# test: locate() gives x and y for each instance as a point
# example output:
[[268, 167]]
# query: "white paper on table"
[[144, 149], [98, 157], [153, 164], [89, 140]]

....................

EXERCISE DESCRIPTION » Each entry above is to be transcribed exactly as it was written.

TASK OUTPUT »
# test: locate() gives x and y for each instance as a point
# example output:
[[268, 167]]
# query: "white paper on table"
[[144, 149], [98, 157], [153, 164], [89, 140]]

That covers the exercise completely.